■ RECORDS FOR THE TASK:
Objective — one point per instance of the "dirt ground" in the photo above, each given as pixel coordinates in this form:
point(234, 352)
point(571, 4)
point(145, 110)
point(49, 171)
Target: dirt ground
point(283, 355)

■ TASK TO CARRY OUT: Retype the material above line for line, with no changes.

■ ANSWER TO THE EXERCISE:
Objective — one point per instance of the "dirt ground" in the photo above, each given as pixel coordinates in this form:
point(234, 352)
point(571, 4)
point(145, 110)
point(49, 171)
Target: dirt ground
point(283, 355)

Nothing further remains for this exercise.